• [SOURCE DOCUMENT]
CharsetICU.java

// © 2016 and later: Unicode, Inc. and others.
// License & terms of use: http://www.unicode.org/copyright.html
/*
 *******************************************************************************
 * Copyright (C) 2006-2016, International Business Machines Corporation and
 * others. All Rights Reserved.
 *******************************************************************************
 */
package com.ibm.icu.charset;

import com.ibm.icu.text.UnicodeSet;
import java.lang.reflect.Constructor;
import java.lang.reflect.InvocationTargetException;
import java.nio.charset.Charset;
import java.nio.charset.IllegalCharsetNameException;
import java.nio.charset.UnsupportedCharsetException;
import java.util.HashMap;

/**
 * A subclass of java.nio.Charset for providing implementation of ICU's charset converters. This API
 * is used to convert codepage or character encoded data to and from UTF-16. You can open a
 * converter with {@link Charset#forName} and {@link #forNameICU}. With that converter, you can get
 * its properties, set options, convert your data.
 *
 * <p>Since many software programs recognize different converter names for different types of
 * converters, there are other functions in this API to iterate over the converter aliases.
 *
 * <p>Note that {@link #name()} cannot always return a unique charset name. {@link Charset}
 * documents that, for charsets listed in the IANA Charset Registry, the {@link #name()} must be
 * listed there, and it “must be the MIME-preferred name” if there are multiple names.
 *
 * <p>However, there are different implementations of many if not most charsets, ICU provides
 * multiple variants for some of them, ICU provides variants of some java.nio-system-supported
 * charsets, and ICU users are free to add more variants. This is so that applications can be
 * compatible with multiple implementations at the same time.
 *
 * <p>This is in conflict with the {@link Charset#name()} requirements. It is not possible to offer
 * variants of an IANA charset and always use the MIME-preferred name and also have those names be
 * unique.
 *
 * <p>{@link #name()} returns the MIME-preferred name, or IANA name, so that it can always be used
 * for the charset field in internet protocols.
 *
 * <p>Same-name charsets are accessible via {@link Charset#forName} or {@link #forNameICU} by using
 * unique aliases (e.g., the ICU-canonical names).
 *
 * <p>{@link Charset} also documents that “Two charsets are equal if, and only if, they have the
 * same canonical names.” This is not possible.
 *
 * <p>Unfortunately, {@link Charset#equals} is final, and {@link Charset#availableCharsets} returns
 * “a sorted map from canonical charset names to charset objects”. Since {@link #name()} cannot be
 * unique, {@link #equals} cannot work properly in such cases, and {@link Charset#availableCharsets}
 * can only include one variant for a name.

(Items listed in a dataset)
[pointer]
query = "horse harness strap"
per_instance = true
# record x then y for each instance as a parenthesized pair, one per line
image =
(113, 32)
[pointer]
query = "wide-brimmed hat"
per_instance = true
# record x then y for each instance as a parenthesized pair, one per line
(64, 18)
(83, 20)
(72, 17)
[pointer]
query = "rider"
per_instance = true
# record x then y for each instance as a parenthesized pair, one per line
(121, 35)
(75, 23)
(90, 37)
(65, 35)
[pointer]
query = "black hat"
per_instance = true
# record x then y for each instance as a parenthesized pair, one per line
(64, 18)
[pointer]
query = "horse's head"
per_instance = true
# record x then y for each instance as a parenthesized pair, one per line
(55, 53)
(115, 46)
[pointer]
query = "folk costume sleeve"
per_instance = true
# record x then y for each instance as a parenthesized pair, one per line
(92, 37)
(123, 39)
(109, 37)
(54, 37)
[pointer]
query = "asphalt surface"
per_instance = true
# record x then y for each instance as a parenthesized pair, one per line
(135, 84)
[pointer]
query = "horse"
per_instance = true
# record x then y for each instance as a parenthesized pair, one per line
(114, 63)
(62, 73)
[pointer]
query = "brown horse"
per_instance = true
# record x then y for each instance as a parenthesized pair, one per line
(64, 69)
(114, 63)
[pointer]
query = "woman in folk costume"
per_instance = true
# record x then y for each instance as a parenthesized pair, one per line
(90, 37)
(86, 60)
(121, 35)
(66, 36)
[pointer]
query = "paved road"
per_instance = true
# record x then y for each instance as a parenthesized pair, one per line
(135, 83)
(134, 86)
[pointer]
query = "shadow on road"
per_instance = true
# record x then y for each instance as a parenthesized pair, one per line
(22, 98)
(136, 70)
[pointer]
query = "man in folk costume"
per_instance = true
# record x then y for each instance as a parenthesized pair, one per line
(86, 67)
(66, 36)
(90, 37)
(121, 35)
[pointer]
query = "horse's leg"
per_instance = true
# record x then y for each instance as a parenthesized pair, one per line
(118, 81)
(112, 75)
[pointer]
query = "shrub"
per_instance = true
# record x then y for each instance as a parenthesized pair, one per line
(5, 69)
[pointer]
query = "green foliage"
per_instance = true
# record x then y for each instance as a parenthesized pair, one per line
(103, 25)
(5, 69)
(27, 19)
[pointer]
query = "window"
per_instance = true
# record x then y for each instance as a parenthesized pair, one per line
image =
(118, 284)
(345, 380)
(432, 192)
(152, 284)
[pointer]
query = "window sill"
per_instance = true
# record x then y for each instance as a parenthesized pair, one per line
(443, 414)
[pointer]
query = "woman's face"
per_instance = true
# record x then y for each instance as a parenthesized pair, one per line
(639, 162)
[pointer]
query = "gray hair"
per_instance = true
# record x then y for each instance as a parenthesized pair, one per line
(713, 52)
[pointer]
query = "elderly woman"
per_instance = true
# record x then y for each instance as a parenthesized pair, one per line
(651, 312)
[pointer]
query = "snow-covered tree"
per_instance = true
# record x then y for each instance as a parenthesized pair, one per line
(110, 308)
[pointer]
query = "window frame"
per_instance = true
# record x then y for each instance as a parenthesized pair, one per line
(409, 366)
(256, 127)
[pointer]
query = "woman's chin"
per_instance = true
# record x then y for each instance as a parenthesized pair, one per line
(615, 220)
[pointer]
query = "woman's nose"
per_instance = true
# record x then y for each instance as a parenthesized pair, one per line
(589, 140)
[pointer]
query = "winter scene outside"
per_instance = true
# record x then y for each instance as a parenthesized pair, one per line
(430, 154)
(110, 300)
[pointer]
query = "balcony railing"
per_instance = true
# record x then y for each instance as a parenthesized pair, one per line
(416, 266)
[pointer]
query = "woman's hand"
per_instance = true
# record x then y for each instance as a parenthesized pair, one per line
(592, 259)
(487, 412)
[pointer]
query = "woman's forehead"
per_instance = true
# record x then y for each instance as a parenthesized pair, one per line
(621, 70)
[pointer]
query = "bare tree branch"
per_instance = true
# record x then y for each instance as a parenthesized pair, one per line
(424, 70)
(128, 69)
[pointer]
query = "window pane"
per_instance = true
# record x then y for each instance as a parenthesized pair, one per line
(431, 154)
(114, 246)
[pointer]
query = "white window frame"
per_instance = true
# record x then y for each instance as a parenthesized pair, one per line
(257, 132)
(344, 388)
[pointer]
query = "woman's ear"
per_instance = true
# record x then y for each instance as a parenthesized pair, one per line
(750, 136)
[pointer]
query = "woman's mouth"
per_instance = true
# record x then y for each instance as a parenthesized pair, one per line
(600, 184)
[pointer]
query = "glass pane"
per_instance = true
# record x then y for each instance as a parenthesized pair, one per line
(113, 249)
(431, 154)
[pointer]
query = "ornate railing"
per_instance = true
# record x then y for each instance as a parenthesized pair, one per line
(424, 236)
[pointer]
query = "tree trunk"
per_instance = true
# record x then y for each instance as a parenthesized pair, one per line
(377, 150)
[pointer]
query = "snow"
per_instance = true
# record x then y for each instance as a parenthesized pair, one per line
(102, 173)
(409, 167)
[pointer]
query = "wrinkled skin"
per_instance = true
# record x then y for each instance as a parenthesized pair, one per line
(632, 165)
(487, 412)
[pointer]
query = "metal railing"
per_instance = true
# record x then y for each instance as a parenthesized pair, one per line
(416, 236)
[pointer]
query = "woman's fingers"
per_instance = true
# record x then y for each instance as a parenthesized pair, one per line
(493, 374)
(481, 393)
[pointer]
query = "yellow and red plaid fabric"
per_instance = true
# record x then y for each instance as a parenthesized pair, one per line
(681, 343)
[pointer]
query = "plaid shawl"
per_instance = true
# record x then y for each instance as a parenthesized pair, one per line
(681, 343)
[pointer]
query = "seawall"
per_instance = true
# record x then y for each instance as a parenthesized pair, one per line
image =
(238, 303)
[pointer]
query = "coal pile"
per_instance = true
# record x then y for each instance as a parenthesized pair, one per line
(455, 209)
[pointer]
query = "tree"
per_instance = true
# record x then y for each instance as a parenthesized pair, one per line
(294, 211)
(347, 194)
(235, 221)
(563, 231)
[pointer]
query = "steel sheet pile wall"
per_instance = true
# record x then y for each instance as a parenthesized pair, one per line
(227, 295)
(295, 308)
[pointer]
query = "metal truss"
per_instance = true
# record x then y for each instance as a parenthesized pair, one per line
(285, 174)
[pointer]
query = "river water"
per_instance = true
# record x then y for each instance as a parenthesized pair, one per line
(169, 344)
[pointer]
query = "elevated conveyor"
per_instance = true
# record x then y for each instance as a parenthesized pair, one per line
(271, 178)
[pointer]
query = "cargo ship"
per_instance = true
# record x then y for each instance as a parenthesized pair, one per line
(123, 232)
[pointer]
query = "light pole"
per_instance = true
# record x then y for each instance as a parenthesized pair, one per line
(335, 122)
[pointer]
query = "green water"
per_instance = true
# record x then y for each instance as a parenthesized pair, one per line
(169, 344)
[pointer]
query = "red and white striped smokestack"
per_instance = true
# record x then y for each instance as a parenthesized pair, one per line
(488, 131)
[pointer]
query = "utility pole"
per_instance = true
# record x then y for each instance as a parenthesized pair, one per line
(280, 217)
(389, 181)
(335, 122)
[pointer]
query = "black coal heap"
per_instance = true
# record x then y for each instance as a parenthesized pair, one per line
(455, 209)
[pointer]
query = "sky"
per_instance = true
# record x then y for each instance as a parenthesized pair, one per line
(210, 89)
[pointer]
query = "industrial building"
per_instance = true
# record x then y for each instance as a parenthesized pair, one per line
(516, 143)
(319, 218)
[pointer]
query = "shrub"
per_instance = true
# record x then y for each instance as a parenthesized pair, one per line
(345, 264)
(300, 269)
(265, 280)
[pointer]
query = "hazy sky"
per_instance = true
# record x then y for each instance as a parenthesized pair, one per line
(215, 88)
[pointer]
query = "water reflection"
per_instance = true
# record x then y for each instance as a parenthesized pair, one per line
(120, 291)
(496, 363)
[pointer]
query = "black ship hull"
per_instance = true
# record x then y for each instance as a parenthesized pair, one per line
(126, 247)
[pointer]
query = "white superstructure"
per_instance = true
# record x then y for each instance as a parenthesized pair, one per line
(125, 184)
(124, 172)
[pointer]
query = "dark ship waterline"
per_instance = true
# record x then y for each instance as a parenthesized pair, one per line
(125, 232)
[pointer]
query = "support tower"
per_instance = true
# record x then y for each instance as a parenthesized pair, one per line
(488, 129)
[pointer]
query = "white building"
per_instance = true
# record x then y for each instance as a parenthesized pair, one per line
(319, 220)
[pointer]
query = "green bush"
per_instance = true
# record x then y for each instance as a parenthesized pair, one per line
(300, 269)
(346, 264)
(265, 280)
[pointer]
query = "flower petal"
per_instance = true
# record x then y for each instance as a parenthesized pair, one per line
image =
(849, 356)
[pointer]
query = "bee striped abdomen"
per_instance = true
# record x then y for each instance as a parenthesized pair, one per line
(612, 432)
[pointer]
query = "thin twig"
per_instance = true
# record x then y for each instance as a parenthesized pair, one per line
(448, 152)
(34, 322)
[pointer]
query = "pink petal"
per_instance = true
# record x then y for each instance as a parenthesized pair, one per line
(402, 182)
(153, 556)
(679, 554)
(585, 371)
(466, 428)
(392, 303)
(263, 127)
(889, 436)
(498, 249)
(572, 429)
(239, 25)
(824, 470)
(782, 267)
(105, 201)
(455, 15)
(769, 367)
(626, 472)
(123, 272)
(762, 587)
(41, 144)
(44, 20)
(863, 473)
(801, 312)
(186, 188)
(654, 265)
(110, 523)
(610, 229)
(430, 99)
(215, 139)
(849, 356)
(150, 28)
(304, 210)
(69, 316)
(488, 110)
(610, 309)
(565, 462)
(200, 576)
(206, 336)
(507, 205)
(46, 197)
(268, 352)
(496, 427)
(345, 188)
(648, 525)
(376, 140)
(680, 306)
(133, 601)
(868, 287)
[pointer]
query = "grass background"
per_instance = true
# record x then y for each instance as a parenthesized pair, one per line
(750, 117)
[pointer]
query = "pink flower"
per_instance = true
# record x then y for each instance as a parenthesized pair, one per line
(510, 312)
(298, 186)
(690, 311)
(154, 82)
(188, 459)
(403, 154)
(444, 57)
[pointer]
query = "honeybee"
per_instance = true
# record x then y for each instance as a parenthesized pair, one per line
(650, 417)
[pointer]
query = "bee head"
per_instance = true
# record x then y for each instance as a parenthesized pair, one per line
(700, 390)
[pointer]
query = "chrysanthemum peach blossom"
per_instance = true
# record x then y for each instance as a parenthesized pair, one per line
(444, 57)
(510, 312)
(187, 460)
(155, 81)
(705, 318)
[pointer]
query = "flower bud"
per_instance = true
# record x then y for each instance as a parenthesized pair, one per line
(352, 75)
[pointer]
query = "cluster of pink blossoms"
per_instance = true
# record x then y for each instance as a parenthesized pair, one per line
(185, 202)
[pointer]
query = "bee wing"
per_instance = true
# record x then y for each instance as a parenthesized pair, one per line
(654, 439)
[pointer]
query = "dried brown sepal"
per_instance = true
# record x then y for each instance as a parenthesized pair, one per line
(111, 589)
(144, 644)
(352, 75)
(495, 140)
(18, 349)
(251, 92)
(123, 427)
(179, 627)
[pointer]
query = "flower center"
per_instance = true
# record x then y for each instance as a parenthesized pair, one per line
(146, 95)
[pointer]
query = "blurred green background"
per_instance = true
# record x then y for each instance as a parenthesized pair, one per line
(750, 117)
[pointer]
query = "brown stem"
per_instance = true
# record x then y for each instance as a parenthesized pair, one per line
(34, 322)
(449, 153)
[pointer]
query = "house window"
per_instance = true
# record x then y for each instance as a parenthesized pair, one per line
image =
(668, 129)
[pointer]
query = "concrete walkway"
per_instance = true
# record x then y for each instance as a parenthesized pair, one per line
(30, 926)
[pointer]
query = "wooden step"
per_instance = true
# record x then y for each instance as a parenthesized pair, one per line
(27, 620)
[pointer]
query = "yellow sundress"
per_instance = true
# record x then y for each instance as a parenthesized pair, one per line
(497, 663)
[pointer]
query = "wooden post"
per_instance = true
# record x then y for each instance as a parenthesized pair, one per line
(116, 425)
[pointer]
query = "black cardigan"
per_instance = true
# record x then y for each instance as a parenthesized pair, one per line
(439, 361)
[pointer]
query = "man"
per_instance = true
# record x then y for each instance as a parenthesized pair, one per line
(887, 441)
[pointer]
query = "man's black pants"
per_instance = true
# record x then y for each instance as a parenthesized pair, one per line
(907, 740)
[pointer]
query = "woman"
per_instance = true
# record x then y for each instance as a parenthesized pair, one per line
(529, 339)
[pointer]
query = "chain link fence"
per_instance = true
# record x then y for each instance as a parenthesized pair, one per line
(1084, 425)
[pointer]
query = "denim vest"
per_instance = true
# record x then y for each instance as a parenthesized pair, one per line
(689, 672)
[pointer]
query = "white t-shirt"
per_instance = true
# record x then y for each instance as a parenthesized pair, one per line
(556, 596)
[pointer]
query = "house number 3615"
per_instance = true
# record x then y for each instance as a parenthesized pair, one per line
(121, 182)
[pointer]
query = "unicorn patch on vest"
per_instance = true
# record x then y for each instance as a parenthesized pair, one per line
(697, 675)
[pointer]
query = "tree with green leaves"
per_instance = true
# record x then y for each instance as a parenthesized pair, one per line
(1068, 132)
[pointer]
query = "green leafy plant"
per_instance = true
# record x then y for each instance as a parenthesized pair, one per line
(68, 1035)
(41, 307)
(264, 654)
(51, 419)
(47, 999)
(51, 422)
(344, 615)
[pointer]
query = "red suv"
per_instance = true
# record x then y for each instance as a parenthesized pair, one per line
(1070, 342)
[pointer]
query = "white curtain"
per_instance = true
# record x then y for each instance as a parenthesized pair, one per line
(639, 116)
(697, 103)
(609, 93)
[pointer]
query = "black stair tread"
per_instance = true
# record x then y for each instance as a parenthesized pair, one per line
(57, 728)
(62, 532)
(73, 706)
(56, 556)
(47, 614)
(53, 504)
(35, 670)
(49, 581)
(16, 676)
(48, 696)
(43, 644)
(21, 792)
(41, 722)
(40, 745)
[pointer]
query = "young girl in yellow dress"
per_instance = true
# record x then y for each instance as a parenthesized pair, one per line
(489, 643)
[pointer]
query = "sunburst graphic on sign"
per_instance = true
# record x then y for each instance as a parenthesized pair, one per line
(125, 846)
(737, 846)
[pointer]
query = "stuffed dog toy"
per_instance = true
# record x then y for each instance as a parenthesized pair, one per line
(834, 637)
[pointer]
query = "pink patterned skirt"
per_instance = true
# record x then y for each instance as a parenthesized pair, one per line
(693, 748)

• [INSTRUCTION 1]
Edit everything in the CharsetICU source from "CharsetICU.java" down to "All Rights Reserved.", replacing "International Business Machines Corporation" with "IBM".
• [INSTRUCTION 2]
List every class that the CharsetICU source brings in through an import statement, using the full names as given.
• [INSTRUCTION 3]
Answer these questions from the CharsetICU source:
(a) What package is declared?
(b) What does name() return?
(c) Which Charset method is described as final?

• [WORKED ANSWER 1]
CharsetICU.java

// © 2016 and later: Unicode, Inc. and others.
// License & terms of use: http://www.unicode.org/copyright.html
/*
 *******************************************************************************
 * Copyright (C) 2006-2016, IBM and
 * others. All Rights Reserved.

• [WORKED ANSWER 2]
com.ibm.icu.text.UnicodeSet
java.lang.reflect.Constructor
java.lang.reflect.InvocationTargetException
java.nio.charset.Charset
java.nio.charset.IllegalCharsetNameException
java.nio.charset.UnsupportedCharsetException
java.util.HashMap

• [WORKED ANSWER 3]
(a) com.ibm.icu.charset
(b) The MIME-preferred name, or IANA name
(c) Charset#equals